* Goal:
Rewrite the records as a numbered list, running from the first line through the line holding "x=563 y=384", inclusive. Skip any blank lines and leave out the pictures.

* Listed entries:
....................

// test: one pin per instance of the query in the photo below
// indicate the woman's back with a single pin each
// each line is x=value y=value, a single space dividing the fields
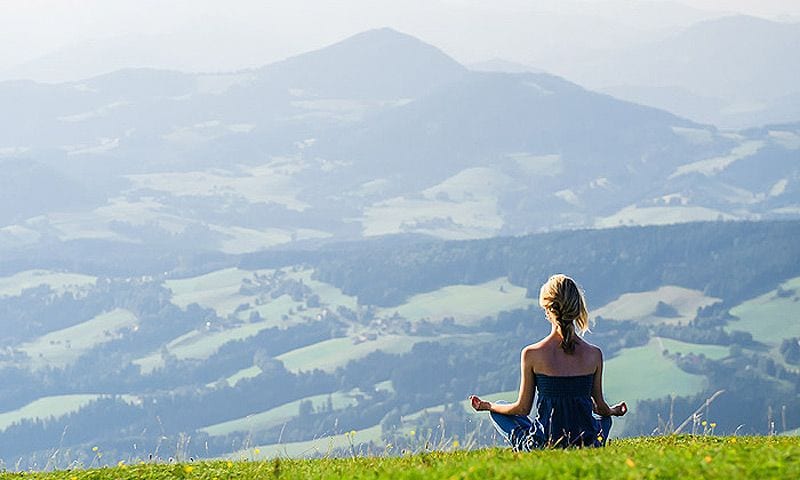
x=550 y=359
x=567 y=374
x=563 y=384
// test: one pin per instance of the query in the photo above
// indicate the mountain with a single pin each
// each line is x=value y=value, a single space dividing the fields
x=377 y=134
x=727 y=71
x=378 y=64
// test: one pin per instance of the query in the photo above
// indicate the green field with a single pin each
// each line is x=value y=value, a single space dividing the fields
x=217 y=290
x=770 y=318
x=644 y=372
x=320 y=446
x=641 y=306
x=59 y=282
x=633 y=215
x=279 y=415
x=220 y=290
x=461 y=207
x=668 y=457
x=63 y=347
x=331 y=354
x=714 y=352
x=201 y=344
x=243 y=374
x=53 y=408
x=468 y=304
x=328 y=294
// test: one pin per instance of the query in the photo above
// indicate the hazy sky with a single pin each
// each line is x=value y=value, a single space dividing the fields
x=91 y=35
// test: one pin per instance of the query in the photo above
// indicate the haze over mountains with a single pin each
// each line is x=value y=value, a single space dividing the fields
x=377 y=134
x=256 y=257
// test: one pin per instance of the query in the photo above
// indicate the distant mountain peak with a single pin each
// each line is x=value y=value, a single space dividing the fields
x=375 y=64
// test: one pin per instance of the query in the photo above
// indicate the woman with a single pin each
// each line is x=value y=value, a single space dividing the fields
x=567 y=373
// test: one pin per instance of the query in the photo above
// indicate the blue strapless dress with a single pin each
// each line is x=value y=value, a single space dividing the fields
x=563 y=418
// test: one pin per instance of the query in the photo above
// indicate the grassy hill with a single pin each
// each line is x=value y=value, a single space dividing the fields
x=653 y=457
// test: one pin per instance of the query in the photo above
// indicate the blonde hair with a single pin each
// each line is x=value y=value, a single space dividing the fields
x=561 y=297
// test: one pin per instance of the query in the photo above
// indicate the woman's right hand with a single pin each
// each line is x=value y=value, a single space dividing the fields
x=619 y=409
x=478 y=404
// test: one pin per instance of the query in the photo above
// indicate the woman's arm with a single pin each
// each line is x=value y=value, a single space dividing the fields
x=600 y=405
x=524 y=401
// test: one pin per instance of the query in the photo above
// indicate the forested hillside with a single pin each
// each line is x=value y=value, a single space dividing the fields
x=389 y=336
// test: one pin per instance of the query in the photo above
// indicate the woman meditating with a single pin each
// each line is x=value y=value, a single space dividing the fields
x=567 y=373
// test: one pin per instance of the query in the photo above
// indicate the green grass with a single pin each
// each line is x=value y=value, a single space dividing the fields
x=60 y=282
x=468 y=304
x=63 y=347
x=641 y=306
x=637 y=458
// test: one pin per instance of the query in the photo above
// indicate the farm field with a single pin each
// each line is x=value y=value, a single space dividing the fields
x=53 y=407
x=644 y=372
x=278 y=415
x=714 y=352
x=633 y=215
x=770 y=317
x=13 y=285
x=331 y=354
x=63 y=347
x=467 y=304
x=217 y=290
x=641 y=306
x=318 y=447
x=243 y=374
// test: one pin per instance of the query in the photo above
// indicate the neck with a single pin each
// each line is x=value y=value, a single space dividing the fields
x=555 y=331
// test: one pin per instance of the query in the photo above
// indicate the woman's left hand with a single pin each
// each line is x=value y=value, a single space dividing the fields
x=478 y=404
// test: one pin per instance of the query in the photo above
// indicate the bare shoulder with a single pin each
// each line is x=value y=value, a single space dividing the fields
x=593 y=351
x=531 y=351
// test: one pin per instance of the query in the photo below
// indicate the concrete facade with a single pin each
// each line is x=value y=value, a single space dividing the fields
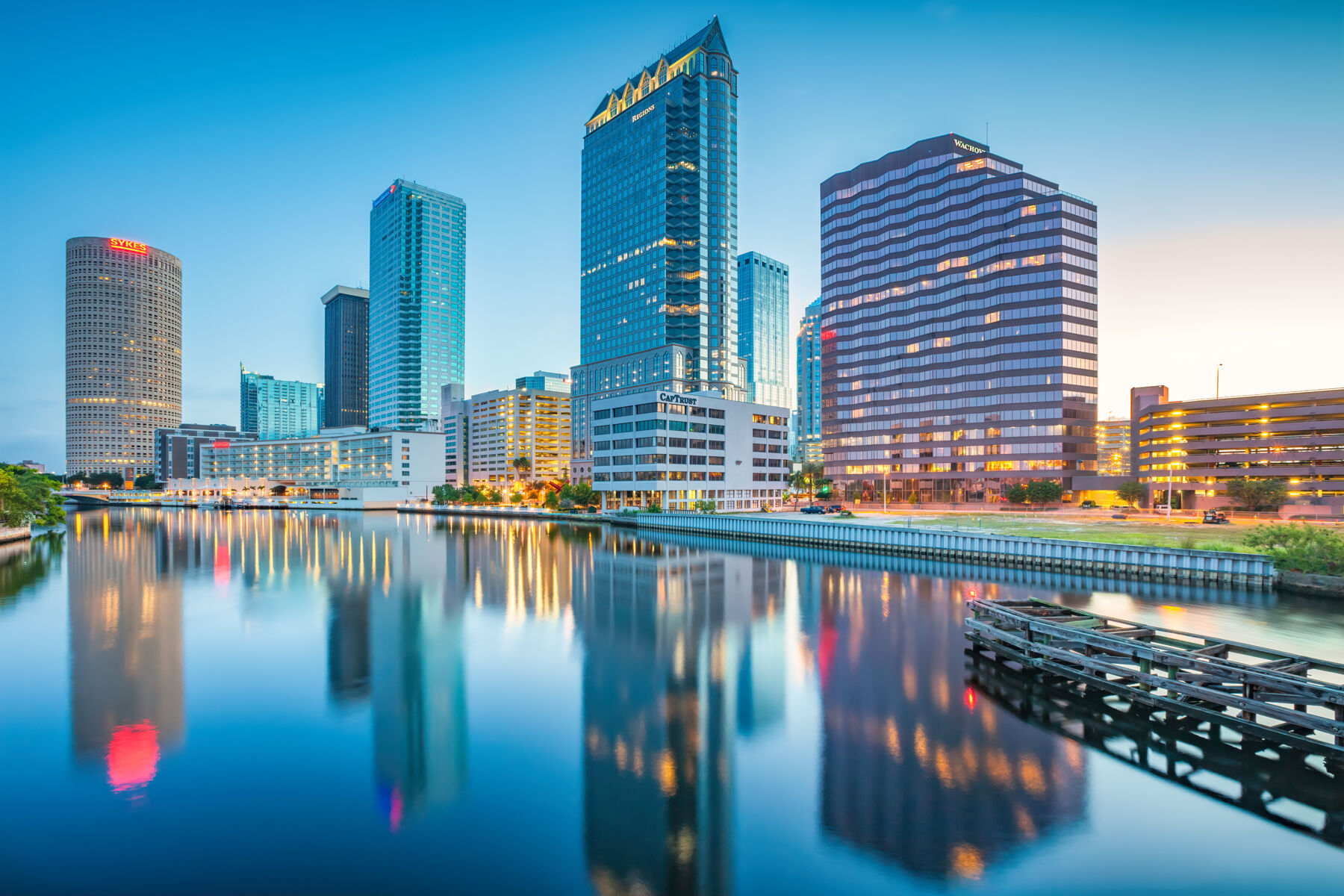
x=675 y=449
x=122 y=354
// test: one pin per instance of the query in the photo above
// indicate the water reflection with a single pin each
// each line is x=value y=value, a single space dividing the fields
x=127 y=704
x=685 y=657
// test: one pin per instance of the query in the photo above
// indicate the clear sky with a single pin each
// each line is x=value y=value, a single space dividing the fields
x=250 y=140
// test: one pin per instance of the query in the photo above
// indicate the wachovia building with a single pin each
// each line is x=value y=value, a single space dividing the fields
x=122 y=354
x=959 y=326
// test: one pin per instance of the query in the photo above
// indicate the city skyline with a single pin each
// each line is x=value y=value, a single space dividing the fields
x=1221 y=252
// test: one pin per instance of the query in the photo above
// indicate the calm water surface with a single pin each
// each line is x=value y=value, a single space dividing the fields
x=265 y=702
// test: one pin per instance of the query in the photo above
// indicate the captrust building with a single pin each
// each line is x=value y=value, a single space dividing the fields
x=675 y=449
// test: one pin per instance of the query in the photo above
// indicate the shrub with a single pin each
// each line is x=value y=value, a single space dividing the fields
x=1300 y=547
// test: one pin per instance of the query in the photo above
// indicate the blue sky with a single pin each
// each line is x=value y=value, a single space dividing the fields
x=250 y=140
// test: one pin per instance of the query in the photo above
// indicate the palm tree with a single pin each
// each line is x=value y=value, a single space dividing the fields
x=808 y=476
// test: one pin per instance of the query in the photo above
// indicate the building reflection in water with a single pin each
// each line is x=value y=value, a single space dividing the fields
x=914 y=766
x=125 y=647
x=663 y=630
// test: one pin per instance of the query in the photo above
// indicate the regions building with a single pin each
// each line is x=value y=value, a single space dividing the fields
x=178 y=450
x=959 y=326
x=764 y=328
x=122 y=354
x=417 y=302
x=675 y=449
x=494 y=430
x=1112 y=448
x=659 y=234
x=352 y=467
x=279 y=408
x=806 y=417
x=346 y=364
x=1203 y=445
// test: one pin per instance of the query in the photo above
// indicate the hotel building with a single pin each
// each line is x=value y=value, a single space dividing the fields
x=346 y=368
x=356 y=467
x=1203 y=445
x=279 y=408
x=122 y=354
x=806 y=418
x=1112 y=448
x=178 y=450
x=658 y=282
x=417 y=302
x=959 y=326
x=675 y=449
x=764 y=328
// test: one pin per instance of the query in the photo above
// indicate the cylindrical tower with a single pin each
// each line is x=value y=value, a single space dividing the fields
x=122 y=354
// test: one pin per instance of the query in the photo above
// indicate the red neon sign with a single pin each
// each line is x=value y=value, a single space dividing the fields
x=128 y=246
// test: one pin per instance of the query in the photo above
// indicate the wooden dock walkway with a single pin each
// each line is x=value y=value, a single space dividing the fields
x=1234 y=692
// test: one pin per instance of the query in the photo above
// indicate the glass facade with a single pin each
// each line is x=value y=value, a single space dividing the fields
x=806 y=422
x=346 y=317
x=417 y=302
x=764 y=328
x=660 y=227
x=279 y=408
x=959 y=326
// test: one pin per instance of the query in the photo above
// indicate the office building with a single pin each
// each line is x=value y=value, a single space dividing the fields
x=675 y=449
x=505 y=425
x=764 y=328
x=806 y=418
x=346 y=368
x=279 y=408
x=417 y=302
x=1113 y=448
x=178 y=449
x=122 y=354
x=544 y=381
x=658 y=287
x=1199 y=447
x=354 y=467
x=960 y=326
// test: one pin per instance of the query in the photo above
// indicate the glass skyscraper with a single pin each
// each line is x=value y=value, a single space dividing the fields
x=764 y=328
x=417 y=302
x=959 y=326
x=658 y=287
x=806 y=417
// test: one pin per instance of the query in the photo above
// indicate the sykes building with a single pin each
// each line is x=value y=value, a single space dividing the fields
x=675 y=449
x=658 y=289
x=959 y=326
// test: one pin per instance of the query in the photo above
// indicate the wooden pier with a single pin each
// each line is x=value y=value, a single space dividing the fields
x=1234 y=694
x=1276 y=785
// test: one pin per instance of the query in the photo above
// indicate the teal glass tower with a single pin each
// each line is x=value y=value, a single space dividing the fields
x=417 y=302
x=764 y=328
x=658 y=281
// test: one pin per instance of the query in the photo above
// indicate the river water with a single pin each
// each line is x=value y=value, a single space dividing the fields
x=199 y=702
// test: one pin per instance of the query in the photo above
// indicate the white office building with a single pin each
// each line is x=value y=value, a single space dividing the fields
x=679 y=448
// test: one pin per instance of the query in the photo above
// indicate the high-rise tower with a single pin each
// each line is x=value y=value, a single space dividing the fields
x=346 y=311
x=122 y=354
x=417 y=302
x=764 y=328
x=959 y=326
x=658 y=282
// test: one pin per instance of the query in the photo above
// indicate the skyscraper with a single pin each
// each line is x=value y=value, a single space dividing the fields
x=279 y=408
x=764 y=328
x=959 y=326
x=346 y=311
x=806 y=422
x=658 y=290
x=122 y=354
x=417 y=302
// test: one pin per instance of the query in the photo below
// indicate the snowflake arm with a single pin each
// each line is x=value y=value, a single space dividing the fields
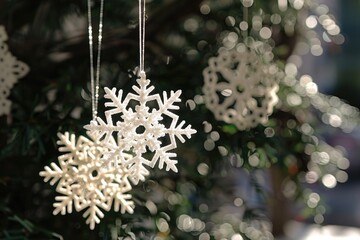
x=141 y=128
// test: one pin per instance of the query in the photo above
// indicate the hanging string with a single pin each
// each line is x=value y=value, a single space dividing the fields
x=246 y=19
x=142 y=34
x=95 y=77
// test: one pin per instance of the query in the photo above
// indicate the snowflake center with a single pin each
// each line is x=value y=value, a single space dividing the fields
x=140 y=129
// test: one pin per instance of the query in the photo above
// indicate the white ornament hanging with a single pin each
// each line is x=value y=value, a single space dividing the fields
x=240 y=85
x=137 y=123
x=87 y=181
x=10 y=71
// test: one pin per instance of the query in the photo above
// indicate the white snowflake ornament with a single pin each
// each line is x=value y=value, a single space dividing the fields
x=10 y=71
x=136 y=122
x=240 y=85
x=86 y=180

....................

* Exercise response:
1. // test: one pin per instance of the query in the photo below
2. // indicate the woman's back with a single pin each
3. // each line is x=value y=value, a single space dividing the fields
4. x=550 y=359
5. x=567 y=374
6. x=563 y=384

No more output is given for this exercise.